=== Challenge ===
Copy exactly the last part of the entries, starting from the line with "Exercise. Indicate with a point every instance of the collar" and including the final line.

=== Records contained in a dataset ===
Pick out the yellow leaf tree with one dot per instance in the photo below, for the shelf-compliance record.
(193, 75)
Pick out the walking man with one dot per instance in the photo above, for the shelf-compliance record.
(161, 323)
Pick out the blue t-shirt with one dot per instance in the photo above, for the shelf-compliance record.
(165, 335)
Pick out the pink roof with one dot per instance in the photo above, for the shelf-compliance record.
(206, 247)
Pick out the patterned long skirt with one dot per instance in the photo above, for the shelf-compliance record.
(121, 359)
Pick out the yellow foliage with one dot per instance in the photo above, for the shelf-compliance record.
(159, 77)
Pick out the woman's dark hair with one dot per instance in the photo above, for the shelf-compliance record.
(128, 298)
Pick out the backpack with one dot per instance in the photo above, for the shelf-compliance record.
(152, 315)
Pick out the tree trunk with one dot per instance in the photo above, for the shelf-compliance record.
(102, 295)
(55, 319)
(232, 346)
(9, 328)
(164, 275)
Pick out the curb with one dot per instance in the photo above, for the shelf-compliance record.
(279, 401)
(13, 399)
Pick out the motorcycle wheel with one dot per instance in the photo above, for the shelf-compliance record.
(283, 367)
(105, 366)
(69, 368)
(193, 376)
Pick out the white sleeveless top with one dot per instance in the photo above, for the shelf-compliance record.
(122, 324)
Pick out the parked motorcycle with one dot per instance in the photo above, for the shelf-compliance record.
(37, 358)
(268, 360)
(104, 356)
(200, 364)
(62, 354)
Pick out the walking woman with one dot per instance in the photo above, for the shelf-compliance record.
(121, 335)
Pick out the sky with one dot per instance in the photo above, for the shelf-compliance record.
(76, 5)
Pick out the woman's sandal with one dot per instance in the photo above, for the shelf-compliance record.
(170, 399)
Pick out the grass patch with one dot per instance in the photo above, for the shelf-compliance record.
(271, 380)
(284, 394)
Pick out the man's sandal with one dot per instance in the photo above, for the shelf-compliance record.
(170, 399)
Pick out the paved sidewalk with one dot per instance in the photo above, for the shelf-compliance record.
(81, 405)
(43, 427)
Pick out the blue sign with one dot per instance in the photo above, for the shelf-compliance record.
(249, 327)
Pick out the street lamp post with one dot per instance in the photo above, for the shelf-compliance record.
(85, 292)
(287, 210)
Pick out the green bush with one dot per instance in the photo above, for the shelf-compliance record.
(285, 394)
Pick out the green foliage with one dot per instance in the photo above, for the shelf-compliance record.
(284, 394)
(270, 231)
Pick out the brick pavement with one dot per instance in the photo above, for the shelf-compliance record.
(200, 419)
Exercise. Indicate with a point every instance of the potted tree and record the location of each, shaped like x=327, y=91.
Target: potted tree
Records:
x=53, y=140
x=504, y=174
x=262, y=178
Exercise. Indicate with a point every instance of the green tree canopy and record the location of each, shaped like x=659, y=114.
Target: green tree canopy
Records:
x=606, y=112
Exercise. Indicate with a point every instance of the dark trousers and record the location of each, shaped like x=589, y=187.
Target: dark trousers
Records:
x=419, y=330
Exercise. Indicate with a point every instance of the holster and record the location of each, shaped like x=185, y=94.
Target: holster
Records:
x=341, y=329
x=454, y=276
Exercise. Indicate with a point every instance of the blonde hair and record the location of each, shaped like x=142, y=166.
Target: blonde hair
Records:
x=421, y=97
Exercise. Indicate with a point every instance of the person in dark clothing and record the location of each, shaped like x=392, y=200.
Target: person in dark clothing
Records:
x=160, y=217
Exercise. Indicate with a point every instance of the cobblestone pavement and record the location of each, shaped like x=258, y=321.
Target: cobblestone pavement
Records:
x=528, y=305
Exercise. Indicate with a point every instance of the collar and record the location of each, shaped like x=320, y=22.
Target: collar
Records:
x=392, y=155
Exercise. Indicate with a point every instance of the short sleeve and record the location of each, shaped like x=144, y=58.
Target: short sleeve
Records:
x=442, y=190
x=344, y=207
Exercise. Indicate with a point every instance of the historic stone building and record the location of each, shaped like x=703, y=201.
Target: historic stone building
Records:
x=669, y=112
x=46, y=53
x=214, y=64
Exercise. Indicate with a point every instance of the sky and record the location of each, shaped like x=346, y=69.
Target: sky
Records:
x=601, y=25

=== Complete answer ===
Exercise. Indicate with a point every instance of the collar and record the location of each, shaped like x=320, y=22.
Target: collar
Records:
x=392, y=155
Exercise. Indicate with a point every instance of the short sleeve and record the location of each, shaped like x=144, y=58.
Target: short sleeve
Records:
x=442, y=190
x=344, y=207
Exercise. Indicate with a point every instance of the historic stone building and record the location of each, shaped like x=703, y=201.
Target: historic stone building
Records:
x=669, y=112
x=46, y=53
x=214, y=64
Exercise. Indicate with a point every instance of the sky and record the location of each, shaped like x=346, y=69.
Target: sky
Records:
x=601, y=25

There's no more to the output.